(EXTRACTED MATERIAL begins)

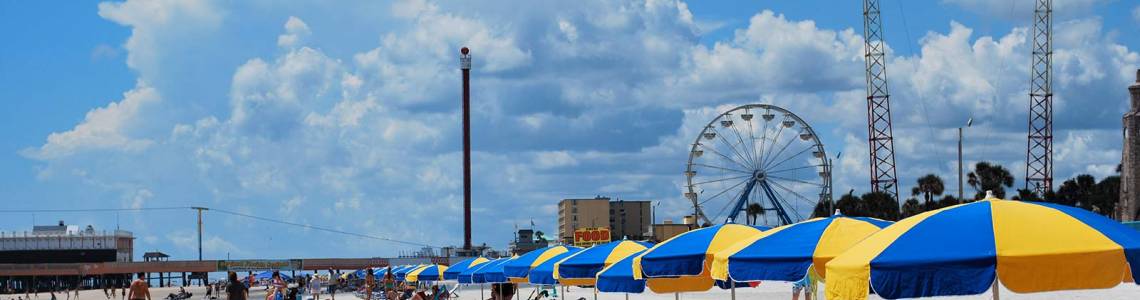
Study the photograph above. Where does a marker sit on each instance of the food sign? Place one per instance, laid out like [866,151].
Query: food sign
[591,236]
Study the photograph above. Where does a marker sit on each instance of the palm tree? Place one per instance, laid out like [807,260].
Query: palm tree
[752,211]
[990,177]
[929,186]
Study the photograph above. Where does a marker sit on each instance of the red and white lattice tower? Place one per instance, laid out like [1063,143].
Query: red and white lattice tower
[1039,155]
[878,104]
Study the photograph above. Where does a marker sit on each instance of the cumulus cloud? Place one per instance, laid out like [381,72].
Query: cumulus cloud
[570,99]
[103,129]
[295,32]
[155,24]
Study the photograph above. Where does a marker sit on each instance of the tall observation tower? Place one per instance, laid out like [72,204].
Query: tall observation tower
[1129,205]
[465,66]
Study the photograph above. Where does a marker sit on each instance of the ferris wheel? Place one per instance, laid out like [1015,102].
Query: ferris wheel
[760,154]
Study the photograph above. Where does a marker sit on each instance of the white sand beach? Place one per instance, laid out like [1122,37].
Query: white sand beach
[768,290]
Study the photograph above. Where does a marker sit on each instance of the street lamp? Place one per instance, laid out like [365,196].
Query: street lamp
[968,123]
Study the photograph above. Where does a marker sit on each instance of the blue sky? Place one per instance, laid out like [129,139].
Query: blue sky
[344,115]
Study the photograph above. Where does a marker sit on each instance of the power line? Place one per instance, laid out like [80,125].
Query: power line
[319,228]
[90,210]
[221,211]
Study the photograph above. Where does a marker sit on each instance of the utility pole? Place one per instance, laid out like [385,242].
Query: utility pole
[465,66]
[968,123]
[880,136]
[200,209]
[1039,154]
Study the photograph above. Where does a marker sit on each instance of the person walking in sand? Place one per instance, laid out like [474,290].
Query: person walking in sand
[315,288]
[278,288]
[139,289]
[236,290]
[369,281]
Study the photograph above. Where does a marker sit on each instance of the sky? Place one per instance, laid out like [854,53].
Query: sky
[347,115]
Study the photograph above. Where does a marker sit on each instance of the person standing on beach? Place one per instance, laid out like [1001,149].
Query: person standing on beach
[369,281]
[139,289]
[236,290]
[315,286]
[333,281]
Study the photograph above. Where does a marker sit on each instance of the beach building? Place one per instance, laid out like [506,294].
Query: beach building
[625,219]
[669,229]
[629,219]
[66,243]
[576,213]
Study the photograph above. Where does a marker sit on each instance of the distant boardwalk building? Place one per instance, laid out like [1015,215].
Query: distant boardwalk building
[625,219]
[65,243]
[1130,163]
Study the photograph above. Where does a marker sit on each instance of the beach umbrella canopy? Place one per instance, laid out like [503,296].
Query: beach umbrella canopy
[619,277]
[494,274]
[583,267]
[268,275]
[786,252]
[686,258]
[401,274]
[544,274]
[430,273]
[453,272]
[518,268]
[1028,246]
[381,272]
[479,274]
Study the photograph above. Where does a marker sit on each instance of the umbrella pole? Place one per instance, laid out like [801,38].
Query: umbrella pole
[996,293]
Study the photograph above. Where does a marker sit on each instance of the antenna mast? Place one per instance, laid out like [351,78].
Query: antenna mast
[1039,155]
[880,136]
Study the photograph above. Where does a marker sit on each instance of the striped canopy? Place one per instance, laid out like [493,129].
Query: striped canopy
[519,268]
[401,274]
[430,273]
[960,250]
[686,258]
[453,272]
[381,272]
[544,274]
[786,252]
[581,268]
[619,277]
[479,274]
[494,274]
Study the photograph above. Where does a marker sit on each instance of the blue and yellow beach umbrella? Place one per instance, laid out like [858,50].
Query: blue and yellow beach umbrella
[401,274]
[430,273]
[494,274]
[544,274]
[583,268]
[961,250]
[479,274]
[619,277]
[786,252]
[453,272]
[685,259]
[519,268]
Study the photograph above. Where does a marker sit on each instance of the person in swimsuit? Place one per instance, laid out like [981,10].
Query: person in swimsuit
[139,289]
[236,290]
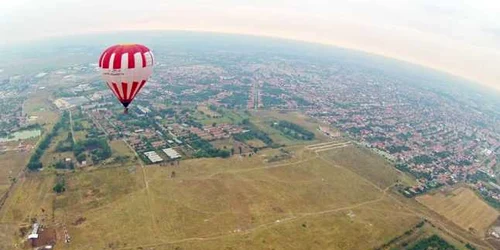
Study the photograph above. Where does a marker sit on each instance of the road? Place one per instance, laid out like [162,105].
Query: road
[71,126]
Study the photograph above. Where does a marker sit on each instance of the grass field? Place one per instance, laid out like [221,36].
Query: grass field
[11,163]
[364,163]
[463,207]
[40,106]
[238,203]
[263,118]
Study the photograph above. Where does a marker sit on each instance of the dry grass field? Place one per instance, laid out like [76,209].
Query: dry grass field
[11,163]
[40,106]
[364,163]
[236,203]
[262,119]
[463,207]
[32,194]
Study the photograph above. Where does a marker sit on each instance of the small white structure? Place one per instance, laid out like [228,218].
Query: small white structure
[153,156]
[34,232]
[171,153]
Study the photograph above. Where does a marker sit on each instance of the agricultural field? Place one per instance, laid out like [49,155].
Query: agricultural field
[364,163]
[11,163]
[264,119]
[207,117]
[239,203]
[463,207]
[39,107]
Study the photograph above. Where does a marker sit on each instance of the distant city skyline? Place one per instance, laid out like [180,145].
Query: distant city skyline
[461,38]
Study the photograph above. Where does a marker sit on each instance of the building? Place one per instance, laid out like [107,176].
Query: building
[171,153]
[153,156]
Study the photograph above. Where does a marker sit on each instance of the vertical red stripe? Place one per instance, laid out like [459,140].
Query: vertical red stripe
[100,59]
[106,59]
[140,87]
[131,60]
[117,92]
[124,89]
[143,60]
[117,61]
[133,90]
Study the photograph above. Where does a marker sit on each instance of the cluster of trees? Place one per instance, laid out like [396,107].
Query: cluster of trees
[60,186]
[272,101]
[204,148]
[236,100]
[201,96]
[66,145]
[99,149]
[294,130]
[254,133]
[422,159]
[34,162]
[396,149]
[64,165]
[433,242]
[269,89]
[301,101]
[407,233]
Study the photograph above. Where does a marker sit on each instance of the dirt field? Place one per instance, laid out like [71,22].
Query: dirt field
[40,106]
[338,198]
[239,203]
[11,163]
[364,163]
[464,208]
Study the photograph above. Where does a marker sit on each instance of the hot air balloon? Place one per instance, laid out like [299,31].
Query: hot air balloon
[126,68]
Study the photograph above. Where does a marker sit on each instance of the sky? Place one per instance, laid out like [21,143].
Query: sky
[461,37]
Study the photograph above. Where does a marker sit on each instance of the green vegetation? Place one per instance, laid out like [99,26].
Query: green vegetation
[434,242]
[236,100]
[396,149]
[272,101]
[422,159]
[34,162]
[204,148]
[99,149]
[293,130]
[301,101]
[66,145]
[60,186]
[269,89]
[253,133]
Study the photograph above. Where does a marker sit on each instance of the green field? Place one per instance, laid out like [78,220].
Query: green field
[239,203]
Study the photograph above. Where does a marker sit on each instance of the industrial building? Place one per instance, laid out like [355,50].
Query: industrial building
[171,153]
[153,156]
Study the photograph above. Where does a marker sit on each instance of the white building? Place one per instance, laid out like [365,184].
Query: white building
[171,153]
[153,156]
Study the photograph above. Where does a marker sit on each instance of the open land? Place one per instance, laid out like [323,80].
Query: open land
[463,207]
[236,202]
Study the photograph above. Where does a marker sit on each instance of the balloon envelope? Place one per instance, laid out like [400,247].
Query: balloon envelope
[126,68]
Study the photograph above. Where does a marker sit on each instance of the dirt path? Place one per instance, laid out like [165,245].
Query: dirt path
[146,185]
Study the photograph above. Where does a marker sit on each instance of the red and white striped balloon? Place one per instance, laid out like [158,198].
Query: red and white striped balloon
[126,68]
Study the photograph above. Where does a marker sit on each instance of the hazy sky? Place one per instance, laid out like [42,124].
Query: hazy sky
[458,36]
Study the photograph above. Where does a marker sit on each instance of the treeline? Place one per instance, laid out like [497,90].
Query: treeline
[66,145]
[99,149]
[253,133]
[434,242]
[236,100]
[204,148]
[399,237]
[294,130]
[34,162]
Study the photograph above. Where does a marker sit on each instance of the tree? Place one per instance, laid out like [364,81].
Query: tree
[59,187]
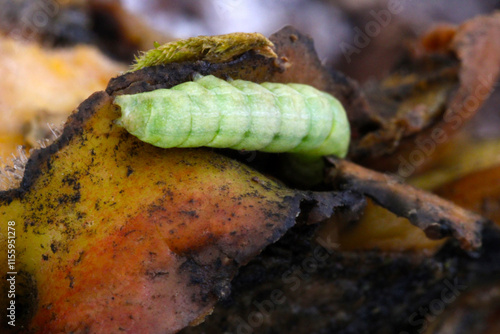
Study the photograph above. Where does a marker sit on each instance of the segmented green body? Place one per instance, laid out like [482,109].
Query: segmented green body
[241,115]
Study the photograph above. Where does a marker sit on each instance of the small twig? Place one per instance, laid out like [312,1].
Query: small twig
[437,217]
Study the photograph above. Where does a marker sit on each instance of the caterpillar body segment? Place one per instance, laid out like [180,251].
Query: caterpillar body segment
[241,115]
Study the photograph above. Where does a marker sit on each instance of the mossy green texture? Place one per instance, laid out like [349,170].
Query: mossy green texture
[215,49]
[243,115]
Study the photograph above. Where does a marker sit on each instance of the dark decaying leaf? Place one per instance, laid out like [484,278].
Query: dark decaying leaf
[430,96]
[437,217]
[116,203]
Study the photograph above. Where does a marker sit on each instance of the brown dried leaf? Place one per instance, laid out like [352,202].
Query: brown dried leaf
[437,217]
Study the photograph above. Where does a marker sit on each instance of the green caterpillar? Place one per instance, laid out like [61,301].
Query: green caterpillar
[241,115]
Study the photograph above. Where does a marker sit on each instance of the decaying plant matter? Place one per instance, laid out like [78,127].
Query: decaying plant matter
[114,234]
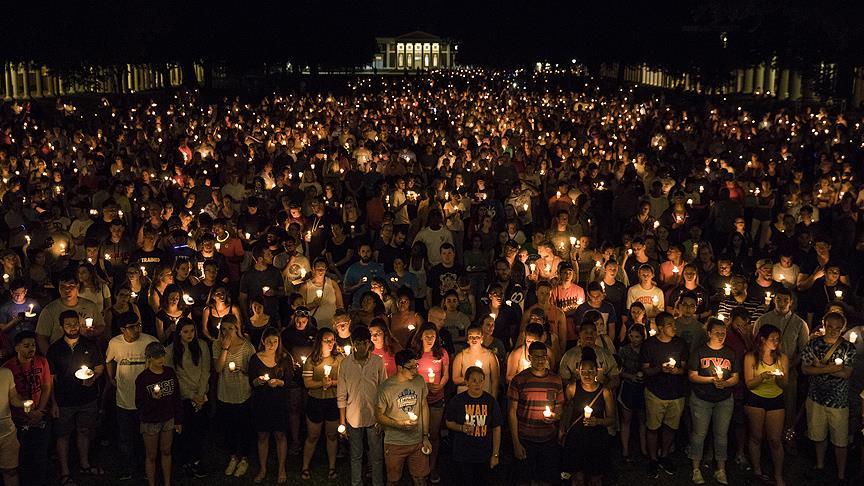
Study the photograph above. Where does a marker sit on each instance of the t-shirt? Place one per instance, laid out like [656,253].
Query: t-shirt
[49,318]
[130,361]
[827,390]
[706,360]
[7,384]
[532,395]
[654,352]
[397,398]
[484,414]
[29,380]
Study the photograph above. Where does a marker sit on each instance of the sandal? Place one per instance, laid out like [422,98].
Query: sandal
[92,471]
[67,481]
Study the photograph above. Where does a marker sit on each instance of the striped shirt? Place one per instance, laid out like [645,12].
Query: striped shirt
[532,395]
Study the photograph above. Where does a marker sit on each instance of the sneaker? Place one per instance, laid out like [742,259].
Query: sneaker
[653,470]
[232,465]
[242,467]
[666,466]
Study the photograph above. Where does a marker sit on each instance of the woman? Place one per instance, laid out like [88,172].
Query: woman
[586,441]
[189,356]
[632,395]
[404,320]
[157,400]
[385,345]
[172,308]
[476,355]
[322,294]
[270,369]
[122,303]
[765,374]
[319,376]
[92,288]
[713,372]
[434,366]
[231,355]
[258,321]
[215,313]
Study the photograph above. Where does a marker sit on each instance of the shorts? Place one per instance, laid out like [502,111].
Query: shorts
[659,412]
[78,417]
[822,419]
[767,404]
[395,457]
[321,409]
[9,448]
[542,462]
[156,428]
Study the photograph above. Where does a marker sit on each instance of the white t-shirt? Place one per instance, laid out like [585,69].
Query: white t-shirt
[130,361]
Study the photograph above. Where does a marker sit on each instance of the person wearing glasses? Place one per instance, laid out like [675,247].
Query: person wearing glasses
[536,397]
[403,412]
[125,360]
[48,328]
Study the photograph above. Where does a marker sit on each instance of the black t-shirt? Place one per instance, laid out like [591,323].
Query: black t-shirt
[64,361]
[705,360]
[440,279]
[665,386]
[482,412]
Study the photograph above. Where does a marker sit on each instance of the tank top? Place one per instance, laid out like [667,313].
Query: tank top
[770,388]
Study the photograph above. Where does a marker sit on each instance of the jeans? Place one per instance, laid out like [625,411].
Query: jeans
[376,454]
[702,414]
[128,436]
[35,441]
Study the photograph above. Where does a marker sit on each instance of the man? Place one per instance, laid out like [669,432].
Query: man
[48,329]
[360,375]
[442,277]
[404,414]
[16,315]
[125,360]
[75,400]
[33,382]
[829,360]
[358,277]
[533,430]
[262,279]
[664,362]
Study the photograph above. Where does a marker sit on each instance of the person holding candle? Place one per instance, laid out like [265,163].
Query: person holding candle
[664,360]
[269,371]
[536,396]
[475,418]
[713,371]
[472,355]
[590,409]
[320,372]
[766,375]
[403,412]
[829,360]
[160,411]
[125,360]
[74,406]
[231,355]
[434,365]
[189,357]
[360,375]
[33,381]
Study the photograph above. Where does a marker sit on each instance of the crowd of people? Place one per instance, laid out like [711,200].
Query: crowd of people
[521,270]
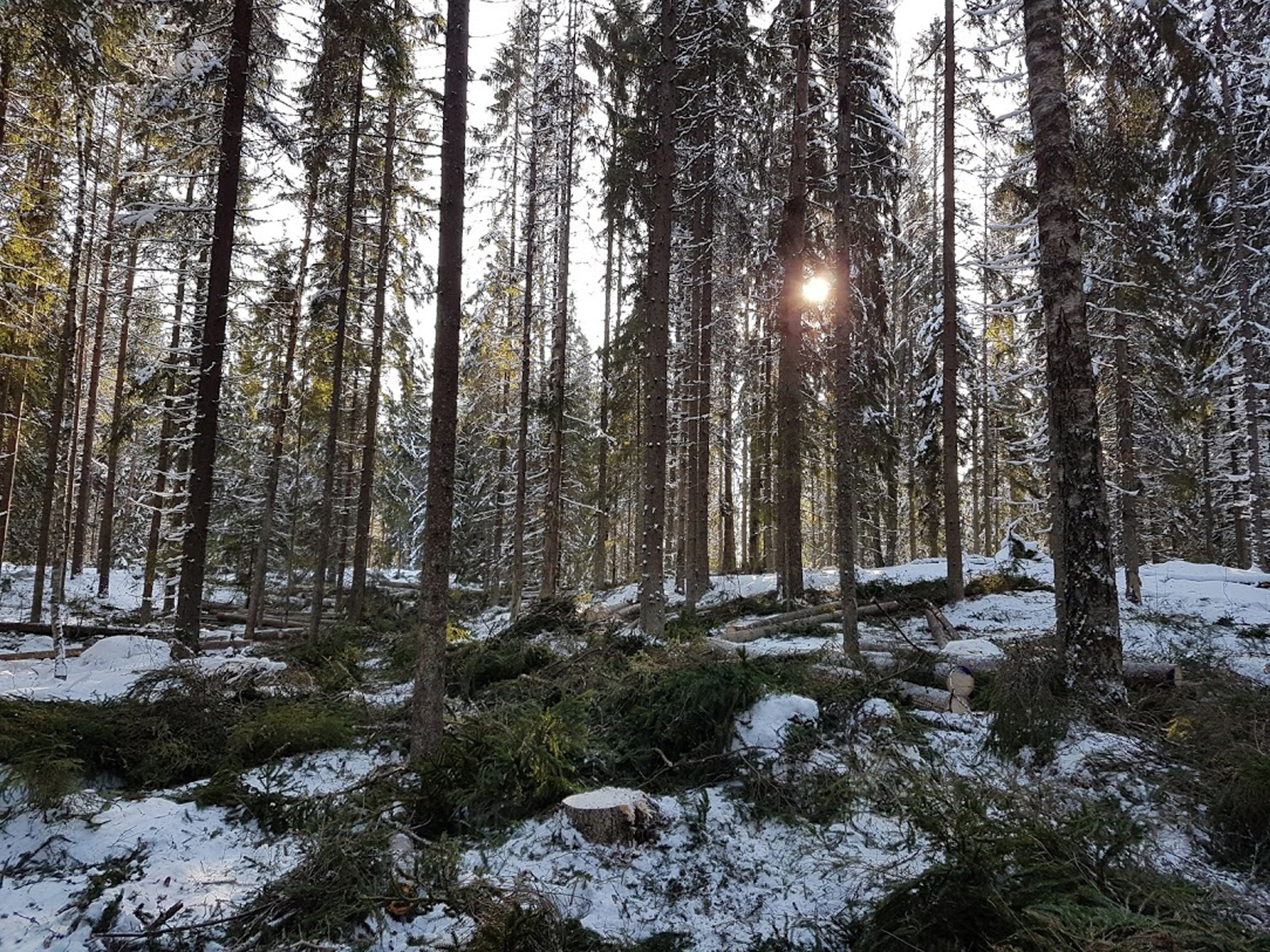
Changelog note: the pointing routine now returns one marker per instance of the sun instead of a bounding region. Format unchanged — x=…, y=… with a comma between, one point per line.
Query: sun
x=816, y=291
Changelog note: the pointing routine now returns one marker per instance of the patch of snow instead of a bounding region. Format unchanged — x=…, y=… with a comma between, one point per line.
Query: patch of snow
x=181, y=855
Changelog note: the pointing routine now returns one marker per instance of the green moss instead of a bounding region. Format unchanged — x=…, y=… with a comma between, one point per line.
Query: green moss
x=1033, y=877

(EXTRACTED MATERIAL ends)

§ **YOUR TASK**: Check every line of the data for the word "instead". The response is the count alone.

§ **RESULT OF THE EXERCISE**: 3